• [TASK BRIEF]
For the entries below, copy exactly the line that contains "Pick out a point on every instance of the pink" through the line that contains "Target: column", both ends included, and exclude all pictures.

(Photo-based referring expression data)

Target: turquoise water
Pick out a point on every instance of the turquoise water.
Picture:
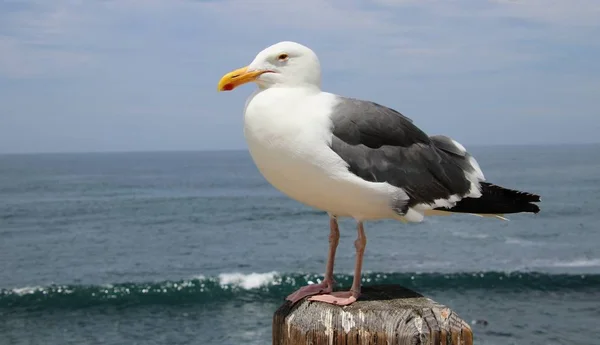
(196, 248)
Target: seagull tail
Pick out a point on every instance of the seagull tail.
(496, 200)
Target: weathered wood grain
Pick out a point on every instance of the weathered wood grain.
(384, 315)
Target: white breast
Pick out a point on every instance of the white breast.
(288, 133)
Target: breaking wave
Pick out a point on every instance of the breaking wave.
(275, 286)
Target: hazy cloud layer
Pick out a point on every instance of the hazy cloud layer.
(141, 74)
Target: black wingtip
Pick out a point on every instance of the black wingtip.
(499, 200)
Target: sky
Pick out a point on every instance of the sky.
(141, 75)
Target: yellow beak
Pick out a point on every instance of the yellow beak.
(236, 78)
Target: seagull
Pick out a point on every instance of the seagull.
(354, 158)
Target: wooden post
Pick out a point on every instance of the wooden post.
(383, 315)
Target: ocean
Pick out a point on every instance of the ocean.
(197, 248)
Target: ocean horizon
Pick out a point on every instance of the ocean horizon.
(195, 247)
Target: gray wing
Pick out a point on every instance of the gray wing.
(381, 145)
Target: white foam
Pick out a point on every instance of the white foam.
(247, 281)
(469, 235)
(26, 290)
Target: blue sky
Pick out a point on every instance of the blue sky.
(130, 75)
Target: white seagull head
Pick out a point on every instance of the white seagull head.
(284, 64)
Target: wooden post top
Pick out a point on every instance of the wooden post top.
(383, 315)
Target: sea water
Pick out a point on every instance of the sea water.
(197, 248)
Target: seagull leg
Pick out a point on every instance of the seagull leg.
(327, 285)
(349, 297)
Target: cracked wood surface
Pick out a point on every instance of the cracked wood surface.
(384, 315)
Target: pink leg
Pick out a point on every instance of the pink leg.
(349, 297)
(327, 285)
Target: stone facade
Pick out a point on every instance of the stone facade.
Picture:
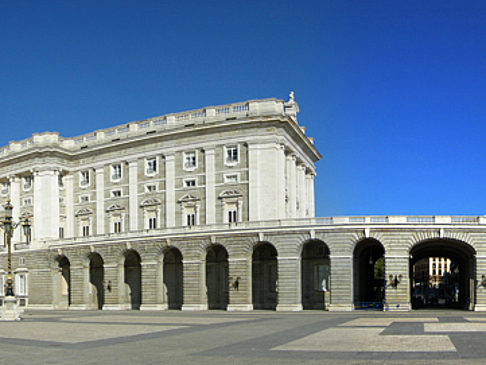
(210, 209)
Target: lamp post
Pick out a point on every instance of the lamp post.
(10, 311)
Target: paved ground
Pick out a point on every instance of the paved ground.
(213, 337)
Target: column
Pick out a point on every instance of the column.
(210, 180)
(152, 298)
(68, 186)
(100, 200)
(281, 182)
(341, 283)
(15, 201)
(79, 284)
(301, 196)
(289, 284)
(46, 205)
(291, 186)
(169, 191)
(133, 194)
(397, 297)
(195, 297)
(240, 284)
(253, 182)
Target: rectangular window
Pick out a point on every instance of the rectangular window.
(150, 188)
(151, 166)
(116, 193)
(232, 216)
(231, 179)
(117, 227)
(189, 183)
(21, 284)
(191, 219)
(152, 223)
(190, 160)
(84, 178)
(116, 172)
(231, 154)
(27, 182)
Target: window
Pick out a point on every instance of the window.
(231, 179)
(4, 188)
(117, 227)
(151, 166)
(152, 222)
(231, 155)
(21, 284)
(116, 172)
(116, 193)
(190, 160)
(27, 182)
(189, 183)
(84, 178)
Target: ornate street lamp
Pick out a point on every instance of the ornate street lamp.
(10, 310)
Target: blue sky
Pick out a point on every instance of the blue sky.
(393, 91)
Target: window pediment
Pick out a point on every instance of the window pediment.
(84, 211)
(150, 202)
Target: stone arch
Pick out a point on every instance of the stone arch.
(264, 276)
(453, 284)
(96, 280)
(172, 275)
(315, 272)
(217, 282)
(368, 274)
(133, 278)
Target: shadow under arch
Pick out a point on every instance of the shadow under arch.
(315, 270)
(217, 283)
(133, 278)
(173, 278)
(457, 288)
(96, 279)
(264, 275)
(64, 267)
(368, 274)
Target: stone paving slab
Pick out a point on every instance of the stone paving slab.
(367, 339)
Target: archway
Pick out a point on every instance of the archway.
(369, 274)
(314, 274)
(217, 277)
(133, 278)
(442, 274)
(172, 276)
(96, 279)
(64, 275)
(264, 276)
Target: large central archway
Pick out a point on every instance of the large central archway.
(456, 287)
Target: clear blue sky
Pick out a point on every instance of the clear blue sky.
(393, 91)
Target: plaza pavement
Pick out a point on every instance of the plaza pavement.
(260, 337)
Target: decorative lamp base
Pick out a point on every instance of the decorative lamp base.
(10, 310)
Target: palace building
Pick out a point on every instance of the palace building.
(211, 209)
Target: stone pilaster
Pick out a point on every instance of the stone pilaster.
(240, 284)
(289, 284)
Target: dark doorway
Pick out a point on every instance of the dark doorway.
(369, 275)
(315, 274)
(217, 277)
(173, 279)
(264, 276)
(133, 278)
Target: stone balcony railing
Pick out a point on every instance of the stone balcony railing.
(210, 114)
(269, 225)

• [SOLUTION TO THE EXERCISE]
Pick out a point on every instance of the pink leg.
(349, 297)
(327, 285)
Target: stone facade
Pick out a point on every instance of the stone facade.
Picture:
(210, 209)
Target: lamp post
Pick out a point on every instance of the lamp post.
(10, 311)
Target: paved ground
Pick out a point on every instance of the paved ground.
(213, 337)
Target: column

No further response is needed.